Characterization of immunosuppressive myeloid cells in Merkel cell carcinoma: correlation with resistance to PD-1 pathway blockade
January 20, 2024
Clinical Cancer Research
January 20, 2024
Myeloid cells are a group of special blood cells that are important for our body’s immune response. To better understand how our immune system fights off MCC, researchers investigated what type of myeloid cells are important in MCC tumors. They found that macrophages, a type of myeloid cell that eat dying cells, were abundant inside and around the tumor. Like some other cancers, the types of macrophages found in MCC tumors are immunosuppressive, meaning they work to stop other immune cells fighting the tumor cells. Having too many of these macrophages may make it less likely for someone to benefit from immunotherapy. This may be due to the macrophages canceling out the work of CD8 T-cells (our body’s “killer T-cells” that act like soldiers). Ongoing research to identify areas to shut down these immunosuppressive macrophages may help patients respond better to immunotherapy.
Purpose: Merkel cell carcinoma (MCC) is a highly immunogenic skin cancer. Although essentially all MCCs are antigenic through viral antigens or high tumor mutation burden, MCC has a response rate of only ~50% to PD-(L)1 blockade suggesting barriers to T cell responses. Prior studies of MCC immunobiology have focused on CD8 T-cell infiltration and their exhaustion status, while the role of innate immunity, particularly myeloid cells, in MCC remains underexplored.
Experimental design: We utilized single cell transcriptomics from 9 MCC patients and multiplex-immunohistochemistry staining of 54 patients’ pre-immunotherapy tumors, to identify myeloid cells and evaluate association with immunotherapy response.
Results: Single cell transcriptomics identified tumor-associated macrophages (TAMs) as the dominant myeloid component within MCC tumors. These TAMs express an immunosuppressive gene signature characteristic of monocytic myeloid derived suppressor cells and importantly express several targetable immune checkpoint molecules, including PD-L1 and LILRB receptors, that are not present on tumor cells. Analysis of 54 pre-immunotherapy tumor samples showed that a subset of TAMs (CD163+, CD14+, S100A8+) selectively infiltrated tumors that had significant CD8 T-cells. Indeed, higher TAM prevalence was associated with resistance to PD-1 blockade. While spatial interactions between TAMs and CD8 T cells were not associated with response, myeloid transcriptomic data showed evidence for cytokine signaling and expression of LILRB receptors, suggesting potential immunosuppressive mechanisms.
Conclusions: This study further characterizes TAMs in MCC tumors and provides insights into their possible immunosuppressive mechanism. TAMs may reduce the likelihood of treatment response in MCC by counteracting the benefit of CD8 T-cell infiltration.

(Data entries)
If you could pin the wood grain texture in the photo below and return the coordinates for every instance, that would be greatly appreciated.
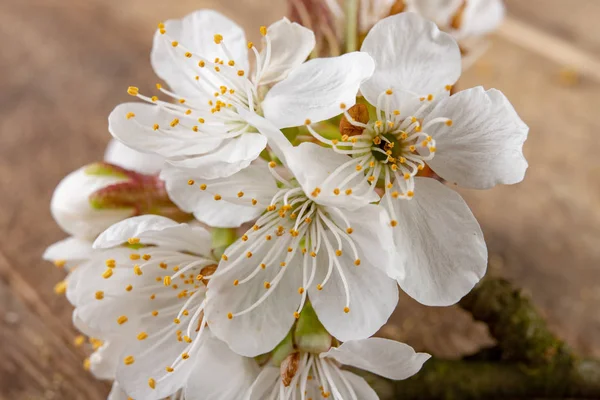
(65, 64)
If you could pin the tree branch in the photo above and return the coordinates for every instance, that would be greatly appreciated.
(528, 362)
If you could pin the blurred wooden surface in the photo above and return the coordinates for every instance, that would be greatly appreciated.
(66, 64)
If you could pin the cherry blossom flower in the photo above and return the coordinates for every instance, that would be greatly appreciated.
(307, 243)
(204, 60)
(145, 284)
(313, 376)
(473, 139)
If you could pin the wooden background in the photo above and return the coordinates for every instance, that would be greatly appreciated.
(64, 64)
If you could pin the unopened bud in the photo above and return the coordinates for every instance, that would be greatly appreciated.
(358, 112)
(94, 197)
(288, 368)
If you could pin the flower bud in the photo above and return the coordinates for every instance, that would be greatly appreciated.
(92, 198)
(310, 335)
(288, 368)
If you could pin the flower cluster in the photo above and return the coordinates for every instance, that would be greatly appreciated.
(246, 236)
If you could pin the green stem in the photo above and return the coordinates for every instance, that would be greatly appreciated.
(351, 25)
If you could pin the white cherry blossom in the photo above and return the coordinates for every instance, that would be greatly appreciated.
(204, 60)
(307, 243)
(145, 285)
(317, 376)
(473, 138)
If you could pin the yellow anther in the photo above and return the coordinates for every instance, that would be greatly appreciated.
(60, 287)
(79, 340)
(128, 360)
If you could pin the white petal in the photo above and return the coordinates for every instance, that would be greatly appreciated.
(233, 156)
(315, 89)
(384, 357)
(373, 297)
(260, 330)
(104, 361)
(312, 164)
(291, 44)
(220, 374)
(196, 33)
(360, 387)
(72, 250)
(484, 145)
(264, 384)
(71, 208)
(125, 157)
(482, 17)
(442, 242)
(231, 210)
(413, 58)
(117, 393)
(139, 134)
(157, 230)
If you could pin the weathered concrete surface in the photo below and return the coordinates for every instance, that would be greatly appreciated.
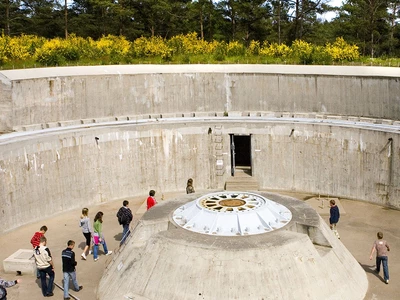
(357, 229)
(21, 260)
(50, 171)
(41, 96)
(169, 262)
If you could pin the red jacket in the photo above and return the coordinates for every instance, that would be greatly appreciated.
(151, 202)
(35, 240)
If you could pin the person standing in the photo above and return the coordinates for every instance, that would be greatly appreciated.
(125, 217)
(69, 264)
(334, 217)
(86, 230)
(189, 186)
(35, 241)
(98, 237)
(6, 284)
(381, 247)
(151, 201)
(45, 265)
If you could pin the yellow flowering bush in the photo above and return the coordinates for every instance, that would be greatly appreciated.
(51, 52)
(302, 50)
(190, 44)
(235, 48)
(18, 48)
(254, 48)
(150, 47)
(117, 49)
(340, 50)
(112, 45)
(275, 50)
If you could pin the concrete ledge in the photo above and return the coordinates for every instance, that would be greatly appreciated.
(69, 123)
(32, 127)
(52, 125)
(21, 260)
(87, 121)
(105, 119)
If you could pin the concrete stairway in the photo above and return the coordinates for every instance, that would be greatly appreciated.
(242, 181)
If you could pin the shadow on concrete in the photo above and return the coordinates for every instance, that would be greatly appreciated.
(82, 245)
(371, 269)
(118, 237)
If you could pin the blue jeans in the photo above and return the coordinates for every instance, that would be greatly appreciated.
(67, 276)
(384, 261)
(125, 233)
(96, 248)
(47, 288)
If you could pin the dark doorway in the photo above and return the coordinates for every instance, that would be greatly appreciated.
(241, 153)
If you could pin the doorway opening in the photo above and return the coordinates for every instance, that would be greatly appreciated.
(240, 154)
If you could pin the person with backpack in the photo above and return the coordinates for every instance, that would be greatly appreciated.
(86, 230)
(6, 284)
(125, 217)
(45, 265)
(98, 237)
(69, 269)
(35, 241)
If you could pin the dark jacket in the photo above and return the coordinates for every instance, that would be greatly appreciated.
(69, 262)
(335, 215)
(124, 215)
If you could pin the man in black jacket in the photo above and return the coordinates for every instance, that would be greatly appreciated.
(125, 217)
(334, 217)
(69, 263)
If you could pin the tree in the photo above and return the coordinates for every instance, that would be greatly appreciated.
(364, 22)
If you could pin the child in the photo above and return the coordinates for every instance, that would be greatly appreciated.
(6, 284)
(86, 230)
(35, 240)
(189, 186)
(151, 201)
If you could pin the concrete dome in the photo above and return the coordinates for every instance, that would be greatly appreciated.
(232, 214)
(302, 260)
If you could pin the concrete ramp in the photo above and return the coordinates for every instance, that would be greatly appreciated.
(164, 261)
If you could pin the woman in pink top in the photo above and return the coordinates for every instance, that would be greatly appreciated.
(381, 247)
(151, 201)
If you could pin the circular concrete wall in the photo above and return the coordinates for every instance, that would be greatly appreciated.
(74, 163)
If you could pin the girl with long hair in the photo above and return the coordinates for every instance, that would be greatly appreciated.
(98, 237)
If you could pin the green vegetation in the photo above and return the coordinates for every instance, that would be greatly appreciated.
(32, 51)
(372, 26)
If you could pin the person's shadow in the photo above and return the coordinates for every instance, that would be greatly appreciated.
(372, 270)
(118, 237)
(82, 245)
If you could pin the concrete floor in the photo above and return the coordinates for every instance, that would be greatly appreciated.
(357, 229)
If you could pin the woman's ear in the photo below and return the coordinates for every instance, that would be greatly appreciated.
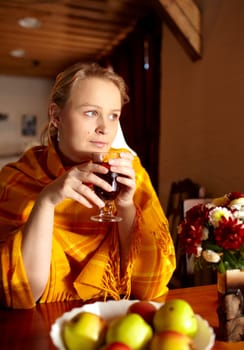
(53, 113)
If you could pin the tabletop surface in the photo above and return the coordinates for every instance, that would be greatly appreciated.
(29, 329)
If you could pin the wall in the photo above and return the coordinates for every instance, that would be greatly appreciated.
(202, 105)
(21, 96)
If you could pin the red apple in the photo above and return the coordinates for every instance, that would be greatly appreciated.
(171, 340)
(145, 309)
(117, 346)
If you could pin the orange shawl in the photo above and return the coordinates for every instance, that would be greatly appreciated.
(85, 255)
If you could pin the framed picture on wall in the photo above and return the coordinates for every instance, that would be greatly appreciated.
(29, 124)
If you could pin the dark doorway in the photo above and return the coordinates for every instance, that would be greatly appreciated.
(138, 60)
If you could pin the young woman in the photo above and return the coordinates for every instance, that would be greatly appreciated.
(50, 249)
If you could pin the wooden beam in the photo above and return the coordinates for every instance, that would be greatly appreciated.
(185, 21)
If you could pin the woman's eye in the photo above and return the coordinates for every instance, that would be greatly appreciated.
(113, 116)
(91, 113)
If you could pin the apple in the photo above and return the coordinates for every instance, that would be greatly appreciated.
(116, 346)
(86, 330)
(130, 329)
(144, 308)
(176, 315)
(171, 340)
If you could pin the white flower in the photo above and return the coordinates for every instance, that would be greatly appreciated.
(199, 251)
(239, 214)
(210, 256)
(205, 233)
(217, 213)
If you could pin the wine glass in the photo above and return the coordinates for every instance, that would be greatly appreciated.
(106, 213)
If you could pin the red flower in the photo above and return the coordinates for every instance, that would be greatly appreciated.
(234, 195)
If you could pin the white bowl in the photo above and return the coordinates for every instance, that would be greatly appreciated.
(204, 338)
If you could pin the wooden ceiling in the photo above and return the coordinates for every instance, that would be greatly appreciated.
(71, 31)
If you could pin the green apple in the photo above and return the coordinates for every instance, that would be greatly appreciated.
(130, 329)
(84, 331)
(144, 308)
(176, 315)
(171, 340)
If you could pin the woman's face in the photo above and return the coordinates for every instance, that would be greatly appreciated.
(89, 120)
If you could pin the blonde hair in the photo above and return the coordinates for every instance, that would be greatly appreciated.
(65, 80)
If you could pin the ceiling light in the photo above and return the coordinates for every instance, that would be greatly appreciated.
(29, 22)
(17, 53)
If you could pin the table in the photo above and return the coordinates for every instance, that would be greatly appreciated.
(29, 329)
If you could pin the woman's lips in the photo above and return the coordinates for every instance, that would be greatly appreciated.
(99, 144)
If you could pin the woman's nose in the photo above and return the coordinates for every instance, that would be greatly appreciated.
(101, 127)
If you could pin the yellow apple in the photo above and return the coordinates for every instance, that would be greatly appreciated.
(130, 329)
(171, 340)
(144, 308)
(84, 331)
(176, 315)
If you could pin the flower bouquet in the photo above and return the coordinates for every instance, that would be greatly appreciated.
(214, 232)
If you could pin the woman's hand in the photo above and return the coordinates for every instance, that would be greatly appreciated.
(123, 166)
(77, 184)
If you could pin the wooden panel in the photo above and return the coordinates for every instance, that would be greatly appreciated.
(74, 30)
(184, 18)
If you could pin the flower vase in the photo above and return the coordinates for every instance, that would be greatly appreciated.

Brief
Print the abstract on myeloid cells in Merkel cell carcinoma word for word, starting at "Purpose: Merkel cell" and ending at "with immunotherapy response.".

Exercise result
Purpose: Merkel cell carcinoma (MCC) is a highly immunogenic skin cancer. Although essentially all MCCs are antigenic through viral antigens or high tumor mutation burden, MCC has a response rate of only ~50% to PD-(L)1 blockade suggesting barriers to T cell responses. Prior studies of MCC immunobiology have focused on CD8 T-cell infiltration and their exhaustion status, while the role of innate immunity, particularly myeloid cells, in MCC remains underexplored.
Experimental design: We utilized single cell transcriptomics from 9 MCC patients and multiplex-immunohistochemistry staining of 54 patients’ pre-immunotherapy tumors, to identify myeloid cells and evaluate association with immunotherapy response.